### Document passage
"""

Project 1: Sorting Strings

Order properties and sorting of character strings

Revision dated 09/04/17

Educational Objectives: After successfully completing this assignment, the student should be able to accomplish the following:

  • Use command-line arguments in a C++ program.
  • Use a loop structure to read input of unknown size through std::cin and store it in an array.
  • Use conditional branching to selectively perform computational tasks.
  • Declare (prototype) and define (implement) functions.
  • Declare and define functions with arguments of various types, including pointers, references, const pointers, and const references.
  • Call functions, making appropriate use of the function arguments and their types.
  • Make decisions as to appropriate function call parameter type, from among: value, reference, const reference, pointer, and const pointer.
  • Create, edit, build and run multi-file projects using the Linux/Emacs/Make environment announced in the course organizer.

Operational Objectives: Create a project that reads and sorts a file of character strings received via standard input.

Deliverables: Files: stringsort.h, stringsort.cpp, main.cpp, and log.txt. Note that these files, together with the supplied makefile, constitute a self-contained project.

Assessment Rubric: The following will be used as a guide when assessing the assignment:

build test.x       [supplied main()]  [0..4]:   x
test.x < data1.in                     [0..4]:   x
test.x < data2.in                     [0..4]:   x
build ssort.x      [student main()]   [0..4]:   x
ssort.x < data1.in                    [0..4]:   x
ssort.x < data2.in                    [0..4]:   x
code quality                        [-20..6]:  xx  # note negative points awarded during assessment
dated submission deduction [(2) pts per]:     (xx) # note negative points awarded during assessment
                                               --
total                                [0..30]:  xx

Please self-evaluate your work as part of the development process.

Background

One of the most common procedures done with a computer is to sort a collection of character strings. This is more common even than sorting numbers, but it is often left unmentioned in textbook discussions of sorting because of the technical difficulties of dealing with strings. It is not even clear what we mean by "sorting strings" because there are at least two reasonable concepts of order among strings: ascii order and dictionary order.

Lex Order

The "ascii" character set is essentially what you see on a standard keyboard (lower and upper register), plus some invisible control characters. In ancient times, the control characters were used to manipulate mechanical printers known as "teletype" machines. Each ascii character is associated with an integer in the range [0,128). There are 32 control characters (numbers 0-31) and 96 visible/printable characters (numbers 32-127). See asciitable for more details.

"Ascii" order is more technically called lexicographical order ("lex order" for short) and is defined for any character set, including EXTENDED_ASCII [28 = 256 characters] and UNICODE16 [216 = 65,536 characters]. (See Section 1.1 of Strings for more about modern character sets used in computing. The more advanced material in Section 1.2 is optional, and Section 2 is definitely beyond the scope of this class.)

"""

### Listed entries

"""

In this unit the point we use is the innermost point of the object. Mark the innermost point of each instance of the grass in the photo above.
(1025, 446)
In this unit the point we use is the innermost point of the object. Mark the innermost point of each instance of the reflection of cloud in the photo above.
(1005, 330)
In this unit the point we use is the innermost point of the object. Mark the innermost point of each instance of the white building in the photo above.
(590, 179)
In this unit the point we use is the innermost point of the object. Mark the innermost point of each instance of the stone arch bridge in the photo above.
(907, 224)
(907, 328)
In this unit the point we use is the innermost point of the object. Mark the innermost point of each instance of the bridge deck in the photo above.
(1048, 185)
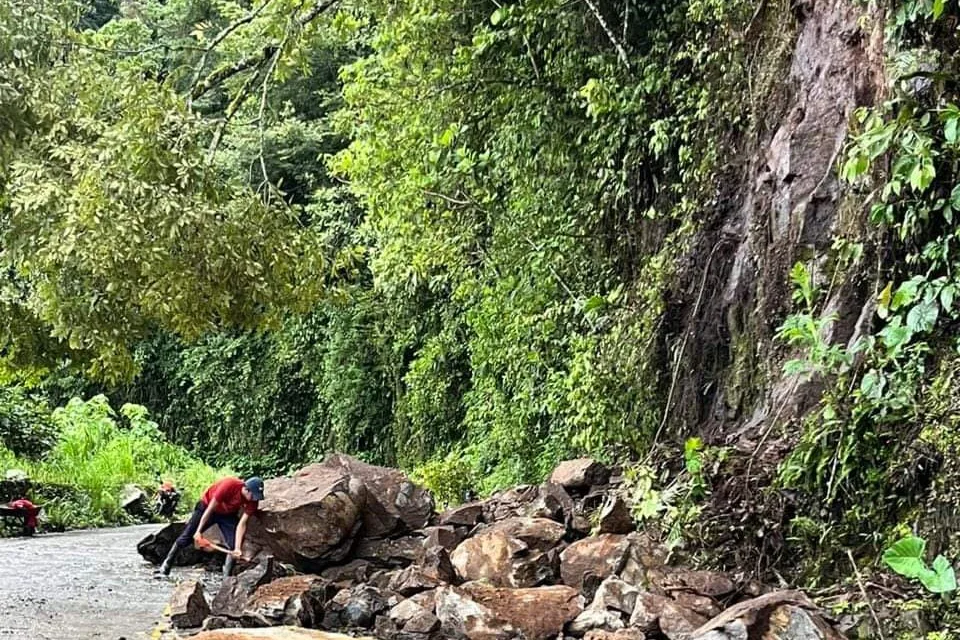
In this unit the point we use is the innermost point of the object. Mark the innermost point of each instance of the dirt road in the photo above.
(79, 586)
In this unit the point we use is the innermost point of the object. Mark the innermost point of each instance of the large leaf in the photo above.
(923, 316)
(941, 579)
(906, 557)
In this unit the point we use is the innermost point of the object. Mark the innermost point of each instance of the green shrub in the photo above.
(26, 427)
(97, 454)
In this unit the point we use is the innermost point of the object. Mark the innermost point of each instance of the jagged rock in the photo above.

"""
"""

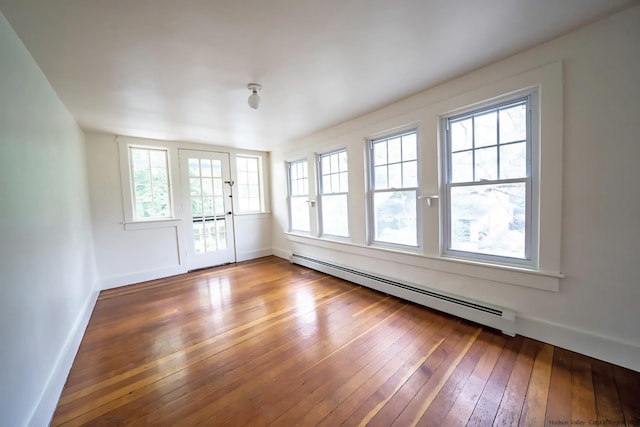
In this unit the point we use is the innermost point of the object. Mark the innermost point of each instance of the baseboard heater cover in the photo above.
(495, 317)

"""

### Set exercise 1
Decide whether each statement agrees with the string-sorting assignment. Answer yes or no for each, and quote the words from the text that decide it: (a) The deliverables include a file named log.txt. (b) The ascii set has 32 control characters. (c) Sorting strings is less common than sorting numbers.
### Set exercise 2
Extend the string-sorting assignment, picking up after its last sentence.
The items have no connection to the string-sorting assignment.

### Written response 1
(a) Yes: "Files: stringsort.h, stringsort.cpp, main.cpp, and log.txt."
(b) Yes: "There are 32 control characters (numbers 0-31)"
(c) No: "This is more common even than sorting numbers"

### Written response 2
Lexicographical order between two strings of characters is determined as follows: compare the characters in the two strings one at a time, starting with the first character. If the two characters are the same, proceed to the next character, stopping at the first index where the strings differ. Then the character set order of these two characters determines the lexicographical order of the two strings. If the characters in one of the strings are exhausted before finding a difference, the shorter string is considered to come before the longer one.

Determination of lexicographical order between two strings s1 and s2 is facilitated by a "Diff" function that takes on integer values. The value returned by LexDiff(s1,s2) has these properties:

LexDiff
return valuecondition
0strings are identical
negatives1 comes before s2 in lex order
positives1 comes after s2 in lex order

Examples:

 -1 = LexDiff(abc,acz)
-23 = LexDiff(abc,abz)
 +3 = LexDiff(abf,abc)
  0 = LexDiff(abc,abc)
-99 = LexDiff(ab,abc)
+99 = LexDiff(abc,ab)
+31 = LexDiff(abc,abD)
 -1 = LexDiff(abc,abd)
-32 = LexDiff(aBc,abc)

The absolute value returned by Diff is not specified, so a satisfactory Diff function could restrict return values to three possibilities: -1, 0, +1. Most modern programming languages use the Diff function technique, including C, C++, and Java.

Given a Diff function for strings over a character set, it is simple to determine the relative order of two strings s1 and s2: if Diff(s1,s2) < 0 then s1 comes before s2 in lex order, otherwise not.

Dictionary Order

The "dictionary" order between two strings is special to the ASCII character set. It is essentially the lex order except that the case of letters is ignored, so that upper and lower case letters are considered equal when determining order.

Dictionary order is also facilitated by a DictionaryDiff function, with modified properties:

DictionaryDiff
return valuecondition
0strings are identical ignoring case
negatives1 comes before s2 in lex order ignoring case
positives1 comes after s2 in lex order ignoring case

Examples:

 -1 = DictionaryDiff(abc,acz)
 -1 = DictionaryDiff(abc,abz)  <-- any negaive value meets specs
 +1 = DictionaryDiff(abf,abc)  <-- any positive value meets specs
  0 = DictionaryDiff(abc,abc)
 -1 = DictionaryDiff(ab,abc)
 +1 = DictionaryDiff(abc,ab)
 -1 = DictionaryDiff(abc,abD)  <-- ignoring case, order is reversed from Lex
 -1 = DictionaryDiff(abc,abd)  <-- essentially the same as previous call
  0 = DictionaryDiff(aBc,abc)  <-- case of letters is ignored

Relative dictionary order of two ascii strings is determined in the same way as lex order, except using the dictionary Diff function.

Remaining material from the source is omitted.